[Stored entries]
━━━━━━━━━━━━━━━━

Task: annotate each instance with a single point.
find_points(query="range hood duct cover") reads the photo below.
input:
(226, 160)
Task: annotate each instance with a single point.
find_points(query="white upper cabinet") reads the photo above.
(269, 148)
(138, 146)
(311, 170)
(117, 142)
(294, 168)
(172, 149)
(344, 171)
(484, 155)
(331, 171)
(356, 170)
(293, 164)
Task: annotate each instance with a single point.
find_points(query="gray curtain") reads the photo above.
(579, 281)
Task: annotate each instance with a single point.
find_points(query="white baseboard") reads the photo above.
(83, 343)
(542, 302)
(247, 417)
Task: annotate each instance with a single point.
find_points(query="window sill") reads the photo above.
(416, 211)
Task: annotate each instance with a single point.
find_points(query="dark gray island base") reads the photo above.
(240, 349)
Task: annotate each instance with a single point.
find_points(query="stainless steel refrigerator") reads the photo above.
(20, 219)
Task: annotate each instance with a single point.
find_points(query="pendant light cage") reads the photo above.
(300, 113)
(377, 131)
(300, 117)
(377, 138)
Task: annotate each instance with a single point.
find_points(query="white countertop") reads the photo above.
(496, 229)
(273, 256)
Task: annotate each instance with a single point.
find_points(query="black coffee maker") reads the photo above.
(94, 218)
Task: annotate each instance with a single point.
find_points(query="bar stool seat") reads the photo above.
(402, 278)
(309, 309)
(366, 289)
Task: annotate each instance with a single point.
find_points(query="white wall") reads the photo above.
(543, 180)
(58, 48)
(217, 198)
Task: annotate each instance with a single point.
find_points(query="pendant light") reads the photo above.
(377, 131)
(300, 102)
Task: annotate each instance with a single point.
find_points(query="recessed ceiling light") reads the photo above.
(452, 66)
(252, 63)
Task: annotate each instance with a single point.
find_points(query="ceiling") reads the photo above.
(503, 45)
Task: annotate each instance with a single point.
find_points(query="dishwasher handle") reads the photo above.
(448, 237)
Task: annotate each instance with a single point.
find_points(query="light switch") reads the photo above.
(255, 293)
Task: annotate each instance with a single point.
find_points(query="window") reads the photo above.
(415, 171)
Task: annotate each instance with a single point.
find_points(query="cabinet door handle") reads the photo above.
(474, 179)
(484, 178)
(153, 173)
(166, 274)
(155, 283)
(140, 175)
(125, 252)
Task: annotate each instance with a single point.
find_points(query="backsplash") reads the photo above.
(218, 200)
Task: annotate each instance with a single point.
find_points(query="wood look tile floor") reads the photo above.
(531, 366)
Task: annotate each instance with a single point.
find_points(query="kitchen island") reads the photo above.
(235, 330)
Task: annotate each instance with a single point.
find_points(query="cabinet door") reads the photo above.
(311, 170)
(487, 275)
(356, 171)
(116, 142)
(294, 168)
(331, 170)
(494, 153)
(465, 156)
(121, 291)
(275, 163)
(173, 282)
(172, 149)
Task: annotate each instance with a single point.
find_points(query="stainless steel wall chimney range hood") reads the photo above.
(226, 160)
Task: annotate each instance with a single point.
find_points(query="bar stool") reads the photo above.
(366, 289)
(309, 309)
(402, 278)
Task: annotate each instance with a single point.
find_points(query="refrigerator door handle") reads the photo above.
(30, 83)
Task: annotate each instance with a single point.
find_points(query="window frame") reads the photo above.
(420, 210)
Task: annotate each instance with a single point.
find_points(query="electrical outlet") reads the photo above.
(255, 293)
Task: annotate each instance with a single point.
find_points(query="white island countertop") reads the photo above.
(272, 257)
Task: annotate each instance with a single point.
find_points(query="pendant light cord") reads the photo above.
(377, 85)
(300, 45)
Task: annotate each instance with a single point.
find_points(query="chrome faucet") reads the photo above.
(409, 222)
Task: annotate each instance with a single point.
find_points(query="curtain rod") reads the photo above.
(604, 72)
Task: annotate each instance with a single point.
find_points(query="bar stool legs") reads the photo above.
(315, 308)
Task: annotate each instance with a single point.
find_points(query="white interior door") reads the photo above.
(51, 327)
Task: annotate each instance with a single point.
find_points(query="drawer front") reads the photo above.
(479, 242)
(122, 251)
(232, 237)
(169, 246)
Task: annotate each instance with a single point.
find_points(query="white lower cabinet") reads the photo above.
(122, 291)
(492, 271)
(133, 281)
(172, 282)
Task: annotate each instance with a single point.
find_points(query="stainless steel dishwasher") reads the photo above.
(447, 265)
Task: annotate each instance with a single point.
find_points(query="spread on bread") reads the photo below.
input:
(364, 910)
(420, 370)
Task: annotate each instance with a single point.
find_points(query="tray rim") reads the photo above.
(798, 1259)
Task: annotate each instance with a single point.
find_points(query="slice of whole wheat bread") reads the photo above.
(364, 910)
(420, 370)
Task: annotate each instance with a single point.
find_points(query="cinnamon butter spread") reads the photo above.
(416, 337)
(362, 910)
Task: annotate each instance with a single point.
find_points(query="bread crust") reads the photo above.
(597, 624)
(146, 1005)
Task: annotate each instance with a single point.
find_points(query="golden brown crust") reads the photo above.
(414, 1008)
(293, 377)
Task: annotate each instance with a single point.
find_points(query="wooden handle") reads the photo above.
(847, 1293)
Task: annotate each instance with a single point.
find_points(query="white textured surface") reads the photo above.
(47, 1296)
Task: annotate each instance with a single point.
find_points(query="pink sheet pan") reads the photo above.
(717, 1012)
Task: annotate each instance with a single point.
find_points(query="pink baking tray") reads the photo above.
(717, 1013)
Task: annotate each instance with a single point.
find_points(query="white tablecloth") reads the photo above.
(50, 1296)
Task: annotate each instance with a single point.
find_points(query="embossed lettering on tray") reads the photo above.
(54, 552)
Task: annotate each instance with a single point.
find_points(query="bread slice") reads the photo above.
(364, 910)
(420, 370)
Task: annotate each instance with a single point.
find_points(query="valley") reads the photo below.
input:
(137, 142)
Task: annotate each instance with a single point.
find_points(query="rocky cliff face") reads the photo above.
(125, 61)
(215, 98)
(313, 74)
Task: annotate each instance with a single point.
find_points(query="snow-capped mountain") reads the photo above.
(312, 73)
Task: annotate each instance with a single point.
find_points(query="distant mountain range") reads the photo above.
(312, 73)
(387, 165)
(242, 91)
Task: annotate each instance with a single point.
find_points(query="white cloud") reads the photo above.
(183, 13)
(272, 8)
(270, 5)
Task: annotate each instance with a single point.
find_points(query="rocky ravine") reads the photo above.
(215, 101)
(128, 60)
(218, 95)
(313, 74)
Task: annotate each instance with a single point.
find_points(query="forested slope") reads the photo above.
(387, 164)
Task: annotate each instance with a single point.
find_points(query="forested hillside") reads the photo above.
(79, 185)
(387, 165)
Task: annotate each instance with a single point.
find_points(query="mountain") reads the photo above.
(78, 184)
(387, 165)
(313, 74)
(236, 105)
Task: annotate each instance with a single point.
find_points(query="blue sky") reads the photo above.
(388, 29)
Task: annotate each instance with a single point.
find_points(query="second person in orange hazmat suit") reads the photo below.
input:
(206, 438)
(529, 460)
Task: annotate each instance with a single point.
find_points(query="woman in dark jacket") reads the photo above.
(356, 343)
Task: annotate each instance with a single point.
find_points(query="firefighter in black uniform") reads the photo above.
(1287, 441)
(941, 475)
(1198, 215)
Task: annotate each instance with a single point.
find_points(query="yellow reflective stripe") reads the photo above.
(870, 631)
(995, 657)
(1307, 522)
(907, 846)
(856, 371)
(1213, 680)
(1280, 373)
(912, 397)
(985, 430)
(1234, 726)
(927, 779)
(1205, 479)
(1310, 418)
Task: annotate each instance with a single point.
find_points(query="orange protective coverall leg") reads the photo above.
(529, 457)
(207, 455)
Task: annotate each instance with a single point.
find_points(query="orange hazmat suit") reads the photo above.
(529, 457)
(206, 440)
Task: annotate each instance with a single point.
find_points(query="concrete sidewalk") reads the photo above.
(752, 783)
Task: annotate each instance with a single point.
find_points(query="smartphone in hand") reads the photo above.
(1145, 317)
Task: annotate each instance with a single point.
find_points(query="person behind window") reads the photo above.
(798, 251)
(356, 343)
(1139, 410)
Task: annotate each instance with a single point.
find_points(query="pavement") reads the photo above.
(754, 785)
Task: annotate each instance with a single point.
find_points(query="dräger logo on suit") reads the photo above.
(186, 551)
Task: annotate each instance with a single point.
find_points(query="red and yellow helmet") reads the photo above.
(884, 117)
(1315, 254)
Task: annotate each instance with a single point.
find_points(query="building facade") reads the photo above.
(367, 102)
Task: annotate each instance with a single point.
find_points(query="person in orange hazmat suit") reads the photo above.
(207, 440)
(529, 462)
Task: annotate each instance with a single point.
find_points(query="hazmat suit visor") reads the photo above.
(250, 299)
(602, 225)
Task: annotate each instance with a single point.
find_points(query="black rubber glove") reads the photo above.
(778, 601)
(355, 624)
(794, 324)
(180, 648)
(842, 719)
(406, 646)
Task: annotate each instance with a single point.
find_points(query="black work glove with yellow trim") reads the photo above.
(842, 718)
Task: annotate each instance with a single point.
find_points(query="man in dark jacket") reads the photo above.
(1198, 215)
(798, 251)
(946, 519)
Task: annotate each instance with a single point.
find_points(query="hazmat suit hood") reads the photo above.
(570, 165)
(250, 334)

━━━━━━━━━━━━━━━━

§ Description of the task: Nothing but the lines with "below" should be returned, copied from the entries above.

§ Task solution:
find_points(query="range hood duct cover") reads the photo below.
find_points(query="spread on bread") reads the photo below.
find_points(query="valley") reads the photo below.
find_points(query="second person in orange hazmat suit") reads the photo below.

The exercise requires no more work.